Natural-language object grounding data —
-------------------------
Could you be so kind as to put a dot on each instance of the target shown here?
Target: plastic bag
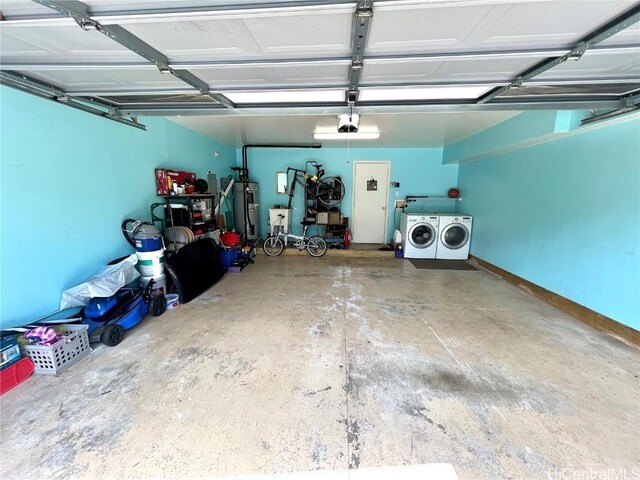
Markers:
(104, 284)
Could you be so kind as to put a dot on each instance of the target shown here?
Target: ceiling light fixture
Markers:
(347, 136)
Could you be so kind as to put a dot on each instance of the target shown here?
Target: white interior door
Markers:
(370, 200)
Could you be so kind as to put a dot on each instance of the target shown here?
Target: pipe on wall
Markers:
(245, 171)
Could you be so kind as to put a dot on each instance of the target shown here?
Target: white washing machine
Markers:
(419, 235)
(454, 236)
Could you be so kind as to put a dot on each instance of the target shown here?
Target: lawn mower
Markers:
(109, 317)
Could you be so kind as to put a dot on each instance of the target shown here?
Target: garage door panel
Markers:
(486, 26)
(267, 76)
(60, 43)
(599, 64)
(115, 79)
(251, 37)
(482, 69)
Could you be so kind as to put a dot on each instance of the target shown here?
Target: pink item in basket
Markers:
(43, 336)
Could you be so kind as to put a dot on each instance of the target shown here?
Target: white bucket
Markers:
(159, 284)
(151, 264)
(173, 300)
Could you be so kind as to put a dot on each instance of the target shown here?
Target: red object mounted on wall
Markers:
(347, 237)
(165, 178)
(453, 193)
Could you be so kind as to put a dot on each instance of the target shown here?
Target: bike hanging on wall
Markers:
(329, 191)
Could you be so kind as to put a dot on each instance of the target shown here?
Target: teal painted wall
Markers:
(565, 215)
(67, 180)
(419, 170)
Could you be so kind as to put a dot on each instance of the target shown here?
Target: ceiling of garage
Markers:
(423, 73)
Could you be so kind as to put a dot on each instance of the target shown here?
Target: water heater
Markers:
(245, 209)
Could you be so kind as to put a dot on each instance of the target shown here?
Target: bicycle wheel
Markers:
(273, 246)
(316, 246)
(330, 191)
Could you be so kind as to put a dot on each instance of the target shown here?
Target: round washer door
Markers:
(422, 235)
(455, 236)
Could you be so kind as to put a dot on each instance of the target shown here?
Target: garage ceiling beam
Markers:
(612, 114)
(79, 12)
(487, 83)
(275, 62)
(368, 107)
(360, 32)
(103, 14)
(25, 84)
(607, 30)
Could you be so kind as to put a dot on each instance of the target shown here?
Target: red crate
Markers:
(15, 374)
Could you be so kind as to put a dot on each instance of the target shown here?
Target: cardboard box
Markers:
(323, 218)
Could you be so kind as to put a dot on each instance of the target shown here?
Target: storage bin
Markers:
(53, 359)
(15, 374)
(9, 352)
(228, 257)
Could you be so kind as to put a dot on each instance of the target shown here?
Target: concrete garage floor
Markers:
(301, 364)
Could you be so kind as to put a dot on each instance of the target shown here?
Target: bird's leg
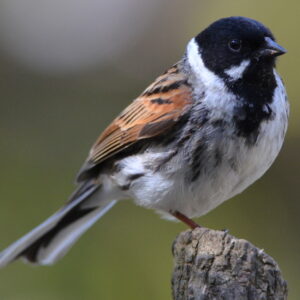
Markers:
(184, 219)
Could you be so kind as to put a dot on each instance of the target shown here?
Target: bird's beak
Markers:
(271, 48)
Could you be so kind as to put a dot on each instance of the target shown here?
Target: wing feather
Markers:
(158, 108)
-------------------------
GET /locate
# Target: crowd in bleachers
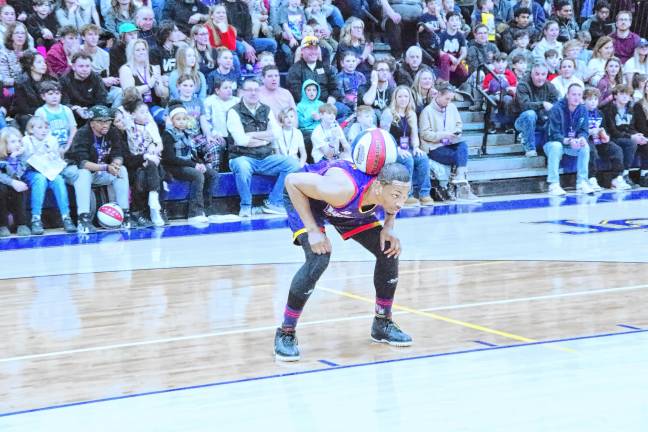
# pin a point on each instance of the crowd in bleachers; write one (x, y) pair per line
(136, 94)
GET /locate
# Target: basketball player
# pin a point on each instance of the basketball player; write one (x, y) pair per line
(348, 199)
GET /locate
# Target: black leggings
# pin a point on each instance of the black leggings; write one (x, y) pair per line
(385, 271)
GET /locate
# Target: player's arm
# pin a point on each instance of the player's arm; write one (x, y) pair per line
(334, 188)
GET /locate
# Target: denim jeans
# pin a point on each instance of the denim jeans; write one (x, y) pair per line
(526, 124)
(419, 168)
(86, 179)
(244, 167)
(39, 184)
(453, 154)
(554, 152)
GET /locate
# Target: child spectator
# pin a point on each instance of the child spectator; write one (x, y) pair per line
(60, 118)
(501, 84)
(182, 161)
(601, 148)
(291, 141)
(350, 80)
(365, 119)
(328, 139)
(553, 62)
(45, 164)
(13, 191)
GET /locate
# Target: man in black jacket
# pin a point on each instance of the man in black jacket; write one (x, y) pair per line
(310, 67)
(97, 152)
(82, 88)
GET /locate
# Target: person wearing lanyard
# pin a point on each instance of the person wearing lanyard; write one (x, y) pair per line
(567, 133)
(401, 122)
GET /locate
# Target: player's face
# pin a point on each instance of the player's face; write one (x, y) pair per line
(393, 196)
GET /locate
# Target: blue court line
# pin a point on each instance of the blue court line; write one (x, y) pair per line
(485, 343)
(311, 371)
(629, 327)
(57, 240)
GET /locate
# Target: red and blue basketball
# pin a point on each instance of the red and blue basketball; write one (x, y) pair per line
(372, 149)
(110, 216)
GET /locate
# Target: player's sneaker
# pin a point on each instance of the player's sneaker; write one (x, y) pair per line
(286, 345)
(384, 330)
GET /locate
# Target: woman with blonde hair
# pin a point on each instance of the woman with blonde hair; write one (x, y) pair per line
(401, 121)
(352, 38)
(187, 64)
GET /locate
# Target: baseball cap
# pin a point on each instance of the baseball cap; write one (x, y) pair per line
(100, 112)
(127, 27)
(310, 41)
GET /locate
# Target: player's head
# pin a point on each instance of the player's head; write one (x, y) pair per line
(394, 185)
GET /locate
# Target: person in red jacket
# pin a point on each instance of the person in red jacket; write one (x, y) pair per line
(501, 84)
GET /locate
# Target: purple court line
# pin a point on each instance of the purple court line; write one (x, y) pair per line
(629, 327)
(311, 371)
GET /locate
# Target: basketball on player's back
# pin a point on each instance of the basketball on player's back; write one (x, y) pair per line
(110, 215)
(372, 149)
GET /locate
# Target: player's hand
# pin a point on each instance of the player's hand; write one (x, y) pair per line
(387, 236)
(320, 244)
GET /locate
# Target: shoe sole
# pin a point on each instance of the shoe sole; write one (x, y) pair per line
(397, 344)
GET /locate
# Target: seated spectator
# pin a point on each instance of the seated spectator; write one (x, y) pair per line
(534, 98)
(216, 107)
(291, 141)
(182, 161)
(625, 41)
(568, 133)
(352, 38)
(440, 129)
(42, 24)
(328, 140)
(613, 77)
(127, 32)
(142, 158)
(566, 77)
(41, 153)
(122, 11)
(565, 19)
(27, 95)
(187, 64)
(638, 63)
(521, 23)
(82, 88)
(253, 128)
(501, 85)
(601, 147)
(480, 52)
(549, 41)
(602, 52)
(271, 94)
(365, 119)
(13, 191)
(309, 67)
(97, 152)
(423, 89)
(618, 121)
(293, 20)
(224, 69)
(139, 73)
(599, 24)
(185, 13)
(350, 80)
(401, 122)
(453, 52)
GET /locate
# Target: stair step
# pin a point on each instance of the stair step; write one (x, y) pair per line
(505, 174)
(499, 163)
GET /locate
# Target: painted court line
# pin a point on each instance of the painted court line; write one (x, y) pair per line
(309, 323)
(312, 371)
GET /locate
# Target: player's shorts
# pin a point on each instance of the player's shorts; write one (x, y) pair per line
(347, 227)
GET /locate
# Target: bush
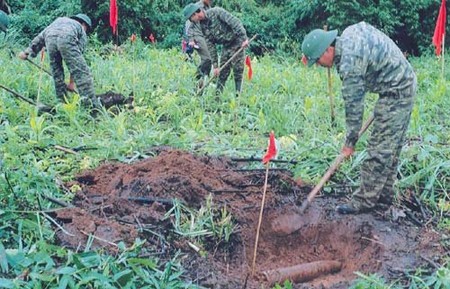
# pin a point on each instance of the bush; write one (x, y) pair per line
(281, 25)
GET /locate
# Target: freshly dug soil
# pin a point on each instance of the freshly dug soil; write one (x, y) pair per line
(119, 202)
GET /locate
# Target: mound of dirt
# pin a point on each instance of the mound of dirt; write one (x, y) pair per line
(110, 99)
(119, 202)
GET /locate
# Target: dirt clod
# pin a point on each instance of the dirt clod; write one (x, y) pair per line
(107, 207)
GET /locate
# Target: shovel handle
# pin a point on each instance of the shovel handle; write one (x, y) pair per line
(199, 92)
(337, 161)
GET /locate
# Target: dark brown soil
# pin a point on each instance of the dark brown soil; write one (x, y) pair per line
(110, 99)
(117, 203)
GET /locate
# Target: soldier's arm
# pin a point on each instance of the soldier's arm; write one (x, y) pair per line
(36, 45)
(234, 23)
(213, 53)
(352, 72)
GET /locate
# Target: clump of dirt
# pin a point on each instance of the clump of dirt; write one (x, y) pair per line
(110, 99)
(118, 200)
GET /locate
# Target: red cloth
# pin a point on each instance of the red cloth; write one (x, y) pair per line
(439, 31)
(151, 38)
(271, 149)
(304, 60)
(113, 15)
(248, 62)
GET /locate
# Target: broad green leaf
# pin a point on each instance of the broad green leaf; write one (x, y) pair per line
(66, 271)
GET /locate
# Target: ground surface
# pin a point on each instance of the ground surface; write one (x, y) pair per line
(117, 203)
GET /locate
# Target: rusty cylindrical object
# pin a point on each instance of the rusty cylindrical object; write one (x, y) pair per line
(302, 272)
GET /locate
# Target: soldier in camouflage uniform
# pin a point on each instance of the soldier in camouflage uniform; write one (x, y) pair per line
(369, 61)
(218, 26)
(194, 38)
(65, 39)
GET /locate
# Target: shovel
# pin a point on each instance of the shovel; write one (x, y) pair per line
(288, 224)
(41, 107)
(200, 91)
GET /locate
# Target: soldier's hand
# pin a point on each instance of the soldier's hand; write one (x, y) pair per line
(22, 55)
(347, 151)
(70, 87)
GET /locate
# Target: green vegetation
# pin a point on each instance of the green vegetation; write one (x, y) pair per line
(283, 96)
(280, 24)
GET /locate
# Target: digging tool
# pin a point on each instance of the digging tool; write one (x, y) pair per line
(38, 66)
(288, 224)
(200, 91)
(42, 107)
-------------------------
Your task — Restate word for word only the lines above from the line containing "# Target: person in red jacket" to the line containing "# Target: seated spectator", both of them included.

Answer to this exercise —
# Target: person in red jacket
# pin a point on each instance of the person in red jacket; write one (x, y) pair per line
(501, 84)
GET /locate
# Target: purple court line
# pin a point on each instance of the purple court line; write one (x, y) pair per line
(629, 327)
(311, 371)
GET /locate
# Target: basketball on player's back
# pin a point on each instance of the basketball on player's back; write one (x, y) pair per line
(110, 215)
(372, 149)
GET /locate
# Target: player's hand
# pin a point on each instance of the player's hand; write one (x, y) pair per line
(387, 236)
(320, 244)
GET /locate
# Target: shoe sole
# pin a point on each instance of the shoe sole; write one (x, y) pair per line
(397, 344)
GET /locate
# Target: seated spectator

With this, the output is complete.